Problem statement ::
In your copy of the data, keep every word exact and include no pictures.

======

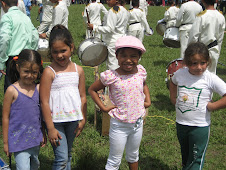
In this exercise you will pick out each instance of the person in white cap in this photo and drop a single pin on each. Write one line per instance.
(208, 28)
(130, 96)
(138, 22)
(185, 18)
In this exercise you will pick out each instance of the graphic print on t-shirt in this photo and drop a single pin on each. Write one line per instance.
(188, 98)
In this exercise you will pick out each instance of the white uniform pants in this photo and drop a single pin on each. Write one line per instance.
(184, 35)
(123, 135)
(44, 26)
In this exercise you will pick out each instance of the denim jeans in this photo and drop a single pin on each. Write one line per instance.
(124, 135)
(62, 152)
(27, 159)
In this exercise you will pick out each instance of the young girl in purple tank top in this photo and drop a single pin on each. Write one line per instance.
(23, 133)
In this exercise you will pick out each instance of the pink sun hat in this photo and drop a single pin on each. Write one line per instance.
(129, 41)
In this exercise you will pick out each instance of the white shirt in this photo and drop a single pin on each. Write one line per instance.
(194, 93)
(187, 14)
(94, 10)
(170, 16)
(208, 27)
(47, 10)
(116, 24)
(137, 15)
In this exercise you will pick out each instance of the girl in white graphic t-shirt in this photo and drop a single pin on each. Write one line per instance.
(191, 92)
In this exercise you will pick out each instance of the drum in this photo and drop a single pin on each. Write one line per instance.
(171, 68)
(161, 27)
(43, 49)
(92, 52)
(171, 37)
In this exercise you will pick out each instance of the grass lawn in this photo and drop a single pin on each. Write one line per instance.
(159, 148)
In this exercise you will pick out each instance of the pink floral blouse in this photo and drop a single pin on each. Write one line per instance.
(126, 92)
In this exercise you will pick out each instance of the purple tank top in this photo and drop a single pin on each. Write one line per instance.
(25, 122)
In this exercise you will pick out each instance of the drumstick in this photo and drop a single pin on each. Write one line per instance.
(87, 14)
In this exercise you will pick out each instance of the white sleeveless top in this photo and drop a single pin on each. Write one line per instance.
(65, 101)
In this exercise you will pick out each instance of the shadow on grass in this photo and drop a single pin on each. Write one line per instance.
(149, 163)
(163, 103)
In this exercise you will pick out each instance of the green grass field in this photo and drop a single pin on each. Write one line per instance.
(159, 149)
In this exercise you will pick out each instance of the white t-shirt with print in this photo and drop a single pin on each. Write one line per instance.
(193, 95)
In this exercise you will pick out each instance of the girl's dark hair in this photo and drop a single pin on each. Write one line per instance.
(121, 2)
(196, 48)
(122, 49)
(25, 55)
(135, 3)
(61, 33)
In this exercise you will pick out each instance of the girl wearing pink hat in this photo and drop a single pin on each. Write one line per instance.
(130, 96)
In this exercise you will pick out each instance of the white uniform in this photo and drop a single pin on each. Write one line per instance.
(20, 6)
(137, 23)
(117, 19)
(46, 17)
(170, 16)
(185, 18)
(143, 4)
(94, 10)
(209, 27)
(60, 16)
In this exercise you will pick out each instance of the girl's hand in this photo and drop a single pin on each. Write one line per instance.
(6, 150)
(44, 141)
(108, 108)
(210, 106)
(80, 127)
(90, 26)
(54, 137)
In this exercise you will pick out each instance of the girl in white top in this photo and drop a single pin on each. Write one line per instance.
(138, 22)
(94, 10)
(63, 97)
(115, 27)
(191, 91)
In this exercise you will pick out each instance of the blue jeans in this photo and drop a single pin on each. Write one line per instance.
(62, 153)
(27, 159)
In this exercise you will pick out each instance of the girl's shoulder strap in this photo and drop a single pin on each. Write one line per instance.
(15, 87)
(52, 70)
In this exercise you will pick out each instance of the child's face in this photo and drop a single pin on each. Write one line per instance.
(198, 65)
(28, 72)
(61, 52)
(112, 3)
(127, 60)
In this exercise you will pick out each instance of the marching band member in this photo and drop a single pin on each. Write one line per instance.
(115, 27)
(208, 28)
(185, 18)
(94, 10)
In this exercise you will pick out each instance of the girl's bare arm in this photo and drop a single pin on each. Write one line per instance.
(147, 101)
(45, 86)
(173, 92)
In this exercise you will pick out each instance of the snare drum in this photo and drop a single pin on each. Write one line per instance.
(92, 52)
(161, 27)
(171, 68)
(43, 49)
(171, 37)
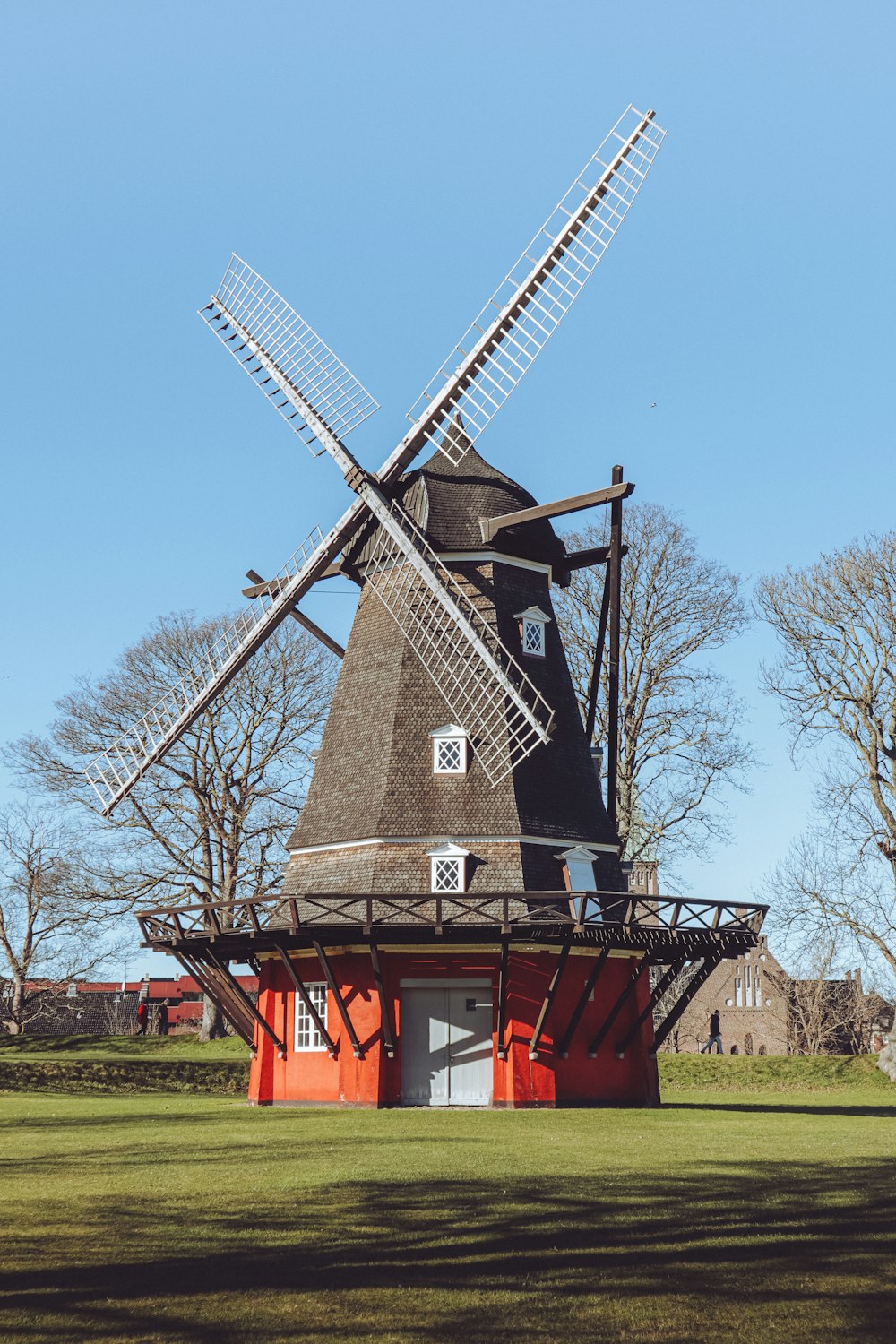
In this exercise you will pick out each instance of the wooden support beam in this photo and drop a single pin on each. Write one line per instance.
(662, 984)
(306, 621)
(340, 1003)
(242, 1023)
(594, 975)
(598, 661)
(239, 994)
(627, 989)
(271, 588)
(548, 1000)
(614, 577)
(676, 1011)
(386, 1026)
(503, 984)
(301, 989)
(618, 491)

======

Answer below ::
In this exercise you will pick out each instance of the person in white cap in this photo and drop a single pin on each. Write one line per instance.
(208, 28)
(130, 96)
(138, 22)
(185, 18)
In this exercise you will pick out each instance of the graphic print on t-shirt in this photo and drop a single pin on each. Write one line per instance.
(188, 98)
In this exercise you will pick out each instance of the white uniform pants in this photo and drop a single pin on each. Write one line per instance.
(184, 35)
(123, 135)
(44, 26)
In this exercise you will pick out each instance of the denim jeans in this photo and drop a single pin on each. Write one line per instance.
(124, 135)
(62, 152)
(27, 159)
In this exercise you will pick out each instance of the young girl in purple tank top in this photo and drop a single pin on each. Write one line per instance.
(23, 133)
In this exercise you will pick out each instance of the pink sun hat in this photo and drop a single pin on each. Write one line per instance.
(129, 41)
In this exercise you will pick out each instance of the white shirt in this photo and drop a single pin on each. Write one line per instance.
(194, 93)
(187, 14)
(94, 10)
(170, 16)
(208, 27)
(47, 10)
(116, 24)
(137, 15)
In this exercise you will pick out each instance of the girl in white graphic t-shirt in this photo and drop a single pin on each. Write one line per instance.
(191, 92)
In this exercise you will pick out each instance of the drum in this photo and drop a single pin on each. Write one line per instance.
(171, 68)
(161, 27)
(43, 49)
(92, 52)
(171, 37)
In this exercise you will pick out each instance of the grass lawn in this photo and drop a single pin on each. Write one line per instance.
(159, 148)
In this exercise you will pick out each instance of the pink floral blouse in this photo and drop a single pin on each. Write one line per instance.
(126, 92)
In this exercise you will pick out each instance of the purple tank top in this photo and drop a single pin on each. Write one line per instance.
(25, 122)
In this exercise you will pick out each instance of the drumstick in this photo and drop a single pin on each. Write one line per instance.
(87, 14)
In this exercise you will pick out each instance of the white sleeveless top in this photo and drop a single pin on each. Write one line per instance.
(65, 101)
In this exercise you will pick out each instance of the shadow on grass in this photo and drop a single pin on each. Write one line per instance.
(149, 163)
(163, 103)
In this exercise you will pick out each instance of the green grass field in this photo and drop a single pin on each. Write one line per instance.
(159, 149)
In this exercise you will pick out each instance of the white t-shirt with print in this photo and drop a single pin on each. Write one line per instance.
(193, 95)
In this exercise you will pick out each instance of the girl's dark hair in this photo and drop a single pin on each. Write one line per instance.
(121, 2)
(196, 48)
(122, 49)
(25, 55)
(135, 3)
(61, 33)
In this exercise you will pick out each instance of the girl wearing pink hat in this photo and drop a single pin on each. Write one line per instance.
(130, 96)
In this exercise you will pick out each instance of the white uniform in this photo and drop a single pin on each. Write one line per instance.
(20, 6)
(137, 23)
(117, 19)
(46, 17)
(170, 16)
(185, 18)
(143, 4)
(94, 10)
(209, 27)
(60, 16)
In this exercise you will pick out each instance of the girl's hand in this photo and drop a single pin on each. Write one line per instance.
(6, 150)
(44, 141)
(108, 108)
(210, 106)
(80, 127)
(90, 26)
(54, 137)
In this exercise you will pick out each instance of the girl in white top in this photo and drop a single pin on each. Write one line per instance.
(138, 22)
(94, 10)
(63, 97)
(115, 27)
(191, 91)
In this exercise you will pick out each instance of the blue jeans in this photo and drop a single pin on each. Write one line per instance.
(62, 153)
(27, 159)
In this exercise you will pick out each instance of the girl's shoulder strap in this photo and drop a single pin on each. Write one line per instance.
(15, 87)
(52, 70)
In this exercise you will pick out each instance of the child's face in this photo and drop a single pin on each. Write one line per instance.
(198, 65)
(28, 72)
(61, 52)
(112, 3)
(127, 60)
In this exercise you will pick out each instance of the marching band member in this photo and drop a single pin on each. Write one line per instance.
(115, 27)
(208, 28)
(185, 18)
(94, 10)
In this exercise you will pick out each instance of the girl's bare arm in this photo and drop a single pin on each. Write one line per instance.
(147, 101)
(45, 86)
(173, 92)
In this exercise you will pick out each instance of the snare drum in this photo and drop a single pin on each. Write one line per instance.
(92, 52)
(161, 27)
(171, 68)
(43, 49)
(171, 37)
In this exercise you will pick out each instance of the wooden support beam in this photo and drop a single pin on each. Write one line per instance.
(662, 984)
(306, 621)
(340, 1003)
(242, 1023)
(594, 975)
(598, 661)
(239, 994)
(627, 989)
(271, 588)
(548, 1000)
(614, 577)
(676, 1011)
(386, 1026)
(503, 984)
(301, 989)
(618, 491)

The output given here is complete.